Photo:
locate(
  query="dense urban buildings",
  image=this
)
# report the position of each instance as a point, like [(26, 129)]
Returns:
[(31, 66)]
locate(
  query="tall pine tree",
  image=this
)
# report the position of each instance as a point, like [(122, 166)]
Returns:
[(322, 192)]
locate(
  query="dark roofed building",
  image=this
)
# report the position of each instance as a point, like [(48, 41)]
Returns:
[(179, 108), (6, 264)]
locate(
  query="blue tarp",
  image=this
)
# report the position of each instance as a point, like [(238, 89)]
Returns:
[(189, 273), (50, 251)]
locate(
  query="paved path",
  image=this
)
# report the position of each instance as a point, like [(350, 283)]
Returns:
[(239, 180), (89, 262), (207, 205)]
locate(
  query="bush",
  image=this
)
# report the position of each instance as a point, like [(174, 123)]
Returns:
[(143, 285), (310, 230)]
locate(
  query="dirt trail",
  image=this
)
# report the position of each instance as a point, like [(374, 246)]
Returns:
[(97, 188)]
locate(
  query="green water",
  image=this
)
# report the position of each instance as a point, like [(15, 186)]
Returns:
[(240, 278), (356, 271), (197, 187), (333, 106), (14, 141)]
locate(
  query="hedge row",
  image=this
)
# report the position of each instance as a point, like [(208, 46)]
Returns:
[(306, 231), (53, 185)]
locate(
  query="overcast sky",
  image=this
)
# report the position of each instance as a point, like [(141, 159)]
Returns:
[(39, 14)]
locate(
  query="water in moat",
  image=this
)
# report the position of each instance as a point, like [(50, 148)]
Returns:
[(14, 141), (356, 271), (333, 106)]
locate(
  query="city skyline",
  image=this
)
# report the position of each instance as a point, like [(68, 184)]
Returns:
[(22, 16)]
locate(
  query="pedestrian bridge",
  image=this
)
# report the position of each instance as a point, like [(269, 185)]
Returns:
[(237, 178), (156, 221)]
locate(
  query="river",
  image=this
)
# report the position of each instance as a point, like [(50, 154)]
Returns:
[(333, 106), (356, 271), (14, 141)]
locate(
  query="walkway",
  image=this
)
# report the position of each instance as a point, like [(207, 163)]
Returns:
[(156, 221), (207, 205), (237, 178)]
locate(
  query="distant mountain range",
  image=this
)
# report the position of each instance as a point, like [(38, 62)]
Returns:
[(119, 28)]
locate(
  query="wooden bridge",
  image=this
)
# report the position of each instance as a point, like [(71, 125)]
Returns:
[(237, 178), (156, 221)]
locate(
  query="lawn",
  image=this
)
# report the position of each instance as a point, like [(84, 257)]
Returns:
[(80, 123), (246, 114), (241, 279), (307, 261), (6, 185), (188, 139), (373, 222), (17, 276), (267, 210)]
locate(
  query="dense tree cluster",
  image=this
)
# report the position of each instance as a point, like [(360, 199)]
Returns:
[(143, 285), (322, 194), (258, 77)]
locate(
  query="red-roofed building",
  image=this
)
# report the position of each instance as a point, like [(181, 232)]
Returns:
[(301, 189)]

━━━━━━

Required task: Each line of the material must be restated exactly.

Answer to the problem:
Photo:
locate(
  query="dense urban buildings",
  image=this
)
# report the position of each instance as a point, like [(26, 129)]
Returns:
[(31, 66)]
locate(
  query="tall pine tree",
  image=this
)
# report the position of each instance as a point, like [(122, 166)]
Returns:
[(322, 192)]
locate(
  query="dark roofed building",
  image=this
)
# report the position of each instance as a point, like [(48, 41)]
Returns:
[(179, 108), (6, 264)]
locate(
  query="blue tarp",
  image=this
)
# report the position of each instance as a point, like [(238, 89)]
Returns:
[(189, 273), (50, 251)]
locate(
  query="paved path",
  image=this
)
# report the position of each instance as a point, like [(350, 283)]
Returns:
[(239, 180), (89, 262), (207, 205)]
locate(
  query="bush",
  image=this
)
# report the position of each instance as a point, like [(174, 123)]
Returns:
[(143, 285), (310, 230)]
locate(
  query="dirt trail",
  image=this
)
# report the position of each instance as a point, like [(374, 246)]
Returns:
[(97, 188)]
locate(
  query="green water",
  image=this
)
# report the position of each instance as a point, like [(15, 186)]
Returns:
[(240, 278), (356, 271), (197, 187), (333, 106), (14, 141)]
locate(
  query="hedge row",
  image=this
)
# report the position of each instance as a point, like [(208, 46)]
Returns:
[(306, 231), (53, 185)]
locate(
  query="overcast sky",
  image=this
)
# report the position of each instance as a point, like [(141, 159)]
Returns:
[(39, 14)]
locate(
  query="water in moat",
  image=this
)
# report the position of each instance as a point, like [(50, 148)]
Returns:
[(14, 141), (356, 271), (333, 106)]
locate(
  query="city skyline",
  image=this
)
# report the position of each instance as a point, like [(68, 184)]
Returns:
[(22, 16)]
locate(
  query="pedestrian bridge",
  image=this
)
# report the position of each instance as a point, like [(269, 185)]
Returns:
[(237, 178), (156, 221)]
locate(
  query="river",
  image=this
)
# report the position of each instance as a point, like [(50, 154)]
Returns:
[(333, 106), (356, 271), (14, 141)]
locate(
  query="walkway",
  image=this
)
# report the position of each instance as a point, like [(207, 163)]
Returns:
[(156, 221), (207, 205), (237, 178)]
locate(
  query="distant mountain range",
  image=this
)
# report the position of each instance as a point, like [(38, 62)]
Returns:
[(119, 28)]
locate(
  query="wooden bridge",
  image=this
)
# report the position of each instance as a point, like [(71, 125)]
Returns:
[(237, 178), (156, 221)]
locate(
  query="lawn",
  image=this
)
# report the position of each instance as a point, like [(84, 257)]
Returns:
[(80, 123), (246, 114), (241, 279), (307, 261), (6, 185), (188, 139), (373, 222), (17, 276), (267, 210)]
locate(
  query="dense tree cluster",
  image=this
)
# report the position of each instance as a point, like [(360, 199)]
Returns:
[(143, 285), (322, 194), (258, 77)]
locate(
  query="red-roofed building",
  image=this
)
# report the position of each instance as a point, like [(181, 232)]
Returns:
[(301, 189)]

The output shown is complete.